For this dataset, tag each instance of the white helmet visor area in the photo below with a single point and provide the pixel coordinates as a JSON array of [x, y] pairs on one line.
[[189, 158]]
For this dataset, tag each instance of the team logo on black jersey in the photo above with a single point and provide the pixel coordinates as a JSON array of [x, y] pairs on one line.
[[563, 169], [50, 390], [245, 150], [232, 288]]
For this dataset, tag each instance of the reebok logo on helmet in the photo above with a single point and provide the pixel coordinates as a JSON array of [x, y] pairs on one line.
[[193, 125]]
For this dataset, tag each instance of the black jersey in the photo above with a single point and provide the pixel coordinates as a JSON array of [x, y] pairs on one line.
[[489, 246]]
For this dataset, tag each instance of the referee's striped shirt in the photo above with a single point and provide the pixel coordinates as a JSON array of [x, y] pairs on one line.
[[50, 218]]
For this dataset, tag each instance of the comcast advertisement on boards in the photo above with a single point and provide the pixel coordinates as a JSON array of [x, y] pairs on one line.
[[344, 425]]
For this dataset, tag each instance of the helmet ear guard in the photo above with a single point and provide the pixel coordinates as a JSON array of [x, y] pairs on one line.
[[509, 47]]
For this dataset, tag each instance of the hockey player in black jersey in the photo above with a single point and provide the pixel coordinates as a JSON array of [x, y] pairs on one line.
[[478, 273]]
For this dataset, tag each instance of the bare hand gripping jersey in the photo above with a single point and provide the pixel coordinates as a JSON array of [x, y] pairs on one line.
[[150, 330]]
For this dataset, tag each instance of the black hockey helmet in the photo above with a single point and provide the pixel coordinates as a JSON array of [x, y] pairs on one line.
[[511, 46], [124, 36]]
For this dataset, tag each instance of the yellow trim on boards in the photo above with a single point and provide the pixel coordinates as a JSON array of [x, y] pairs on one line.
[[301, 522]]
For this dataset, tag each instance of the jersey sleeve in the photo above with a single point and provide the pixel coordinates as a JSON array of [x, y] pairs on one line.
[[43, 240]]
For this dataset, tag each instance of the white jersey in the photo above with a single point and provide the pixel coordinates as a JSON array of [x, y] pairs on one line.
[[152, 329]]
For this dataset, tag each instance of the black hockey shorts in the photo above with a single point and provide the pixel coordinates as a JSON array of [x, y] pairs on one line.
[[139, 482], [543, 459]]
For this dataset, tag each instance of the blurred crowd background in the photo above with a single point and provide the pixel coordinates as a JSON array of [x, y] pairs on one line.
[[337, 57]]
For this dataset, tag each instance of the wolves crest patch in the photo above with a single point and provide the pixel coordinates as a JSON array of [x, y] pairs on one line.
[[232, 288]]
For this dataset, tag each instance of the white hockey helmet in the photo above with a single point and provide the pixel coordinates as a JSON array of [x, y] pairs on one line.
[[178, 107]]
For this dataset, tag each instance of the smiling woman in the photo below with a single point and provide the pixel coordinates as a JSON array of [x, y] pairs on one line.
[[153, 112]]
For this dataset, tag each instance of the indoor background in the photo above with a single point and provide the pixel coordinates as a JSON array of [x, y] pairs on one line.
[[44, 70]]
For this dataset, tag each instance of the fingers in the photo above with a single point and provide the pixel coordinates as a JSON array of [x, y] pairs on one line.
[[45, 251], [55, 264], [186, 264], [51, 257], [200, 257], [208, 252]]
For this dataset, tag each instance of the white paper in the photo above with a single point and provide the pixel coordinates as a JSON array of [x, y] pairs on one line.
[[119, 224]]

☆ ☆ ☆ ☆ ☆

CONSIGNE: Modifie les enregistrements ci-dessus en remplaçant partout « pixel coordinates » par « image coordinates », sans rien changer d'autre.

RÉSULTAT FINAL:
For this dataset, tag each instance of the white helmet visor area in the photo below with a single point and provide the image coordinates as a JSON array of [x, y] pairs on one line.
[[189, 158]]
For this dataset, tag each instance of the team logo on black jersey in the photo above with a single point and provide the image coordinates as a JSON array of [x, y] pairs on one line.
[[563, 169], [50, 390], [245, 150], [232, 288]]
For this dataset, tag each instance of the reebok logo on helmet in the photo above with a single point and provide the image coordinates as a JSON array of [x, y] pairs on one line.
[[193, 125]]
For this dataset, tag each instance of the black jersey in the photo above with a single point and provide the image coordinates as a JSON array of [x, y] pairs on one line.
[[489, 246]]
For this dataset, tag each instance of the referee's striped shirt in the photo above with a single point and provide the image coordinates as a JSON array of [x, y] pairs on one line.
[[50, 218]]
For this dataset, tag each instance of the comcast advertisement on boards in the photo above with a single point and provide the image coordinates as a JSON array of [x, y] pairs on one line.
[[344, 425]]
For this dataset, tag each instance of the helmet ear guard in the photo above with a single point and provide the image coordinates as a JSON array of [x, y] pairs on one line.
[[509, 47]]
For this dataset, tag each instance of the hockey player in black jersey in the photo above with a single point and provide the image coordinates as a JSON array of [x, y] pairs on one line.
[[478, 273]]
For this dataset, tag each instance of the bare hand gripping jersey in the photo above with a single point and provide the image coordinates as a JSON array of [x, y] pairs on one line.
[[150, 330]]
For this dataset, tag each instance of the black hockey helmet in the photo above with a single point and provide the image coordinates as a JSON array of [x, y] pairs on one line.
[[511, 46], [124, 36]]
For this dataset, tag each instance of the yellow trim on boards in the photo above with a single point and provide the image coordinates as a JSON array of [x, y] pairs on one line.
[[301, 522]]
For this dataset, tag each instance of the jersey sleeve in the photo above with a single point and provide the image coordinates as a JSON array of [x, y] pairs on one line.
[[43, 240]]
For this dataset, tag each instance of the white jersey in the photo above with a single point and provide the image coordinates as a JSON array of [x, y] pairs on one line.
[[152, 329]]
For this dataset, tag each instance of the black hockey shorts in the photo above with a single point and provide the image coordinates as a JSON array of [x, y] pairs on one line.
[[139, 482], [543, 459]]
For this dataset, tag each instance of the blurred crowd background in the photo above with a single point and provide the image coordinates as a JSON array of [x, y] pairs on one line.
[[337, 57]]
For this dataset, tag each instance of the wolves crest patch in the photo above with a single point and provide the image coordinates as a JSON array of [x, y] pairs on one line.
[[232, 288]]
For this dataset, tag each instance of the white hockey helmet in the photo above with a single point and provide the image coordinates as a JSON array of [x, y] pairs on one line.
[[178, 107]]
For this dataset, tag each instance of the smiling woman in the photo below with a single point and provide the image coordinates as a JSON array of [x, y] pairs on one line.
[[153, 112]]
For this dataset, tag each instance of the indoor background in the photo above with a single point and provide the image coordinates as a JSON array of [x, y] pairs on one line.
[[44, 70]]
For this dataset, tag each instance of the fingers in the photo above with a single point and provide the image coordinates as a JSON array of [x, y] pairs on one line.
[[45, 251], [55, 264], [186, 264], [51, 257], [200, 257], [208, 252]]
For this dataset, tag each instance of the white paper in the photo above with a single point and provide the image coordinates as a JSON array of [x, y] pairs on one line.
[[119, 224]]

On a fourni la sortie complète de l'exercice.